▶ [Work request A]:
Answer these from the dicamba post, one per line, marked (i), (ii), (iii):
(i) How many times have federal judges thrown out earlier EPA attempts to approve dicamba?
(ii) How far away does dicamba drift after it evaporates?
(iii) What is dicamba flagged as in Europe?
▶ [Work request B]: Please copy part of the dicamba post word for word, beginning at the words "Independent scientists have" and stopping after "wreak physiological havoc.".
▶ [Work request C]: Continue the dicamba post past its final sentence.

START Excerpt

02/09/2026
https://www.facebook.com/share/17vmjxzLdM/?mibextid=wwXIfr
Remember this moment when cancer rates spike in MAGA country. Trump’s EPA just green-lit a cancer-causing pesticide that spreads poison far beyond farms. So much for “MAHA.” This is what sacrificing rural Americans for chemical profits looks like.
If you don’t know dicamba’s name yet, you should. This isn’t a niche farm debate — it’s a full-on public health and environmental disaster that Washington regulators are CHOOSING to green-light.
Dicamba is a powerful herbicide that doesn’t stay where it’s sprayed. It evaporates and drifts miles away, damaging crops that weren’t engineered for it, wrecking gardens, killing native plants and wildlife, and threatening the health of entire rural communities and ecosystems.
That’s not a minor side effect — that’s poison in the air, in our communities.
Federal judges have TWICE thrown out previous EPA attempts to approve dicamba because the agency failed to consider how far the toxin could travel and what it would destroy. But the Trump EPA just did it again anyway.
Independent scientists have linked dicamba exposure to cancer, hormone disruption, and other serious health problems. Laboratory and epidemiological data associate it with elevated risks of liver, lung, and colorectal cancers, and it’s flagged in Europe as a suspected endocrine disruptor — meaning it can leach into human systems and wreak physiological havoc.

END Excerpt
START Data supplied

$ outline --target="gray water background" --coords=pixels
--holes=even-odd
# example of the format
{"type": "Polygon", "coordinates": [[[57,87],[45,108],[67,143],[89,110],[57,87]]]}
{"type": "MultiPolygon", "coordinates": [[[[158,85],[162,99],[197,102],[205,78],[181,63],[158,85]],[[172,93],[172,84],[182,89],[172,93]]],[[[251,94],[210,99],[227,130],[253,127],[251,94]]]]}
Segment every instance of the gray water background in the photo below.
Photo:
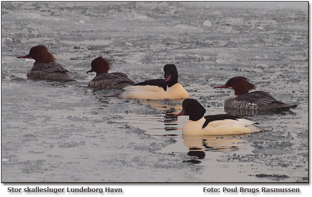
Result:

END Data supplied

▶ [Task answer A]:
(i) Twice
(ii) Miles away
(iii) A suspected endocrine disruptor

▶ [Task answer B]:
Independent scientists have linked dicamba exposure to cancer, hormone disruption, and other serious health problems. Laboratory and epidemiological data associate it with elevated risks of liver, lung, and colorectal cancers, and it’s flagged in Europe as a suspected endocrine disruptor — meaning it can leach into human systems and wreak physiological havoc.

▶ [Task answer C]:
Here’s the hypocrisy: EPA says if farmers follow the new label instructions perfectly, there’s “no unreasonable risk.” That’s like saying a loaded gun is safe if you promise not to pull the trigger.
People don’t live in controlled labs — they live next to fields, in wind currents, with families and children breathing the air that chemical companies and regulators want us to trust.
The purity of our air, water, and soil shouldn’t be negotiable. Yet Trump’s EPA now has former pesticide lobbyists writing the very rules that decide what toxins get unleashed on farms and families.
The agency’s leadership includes industry allies with deep ties to the American Chemistry Council and agribusiness, turning regulators into corporate mouthpieces.
Make America Healthy Again shouldn’t mean only healthier profits for pesticide producers. It must mean healthier communities too.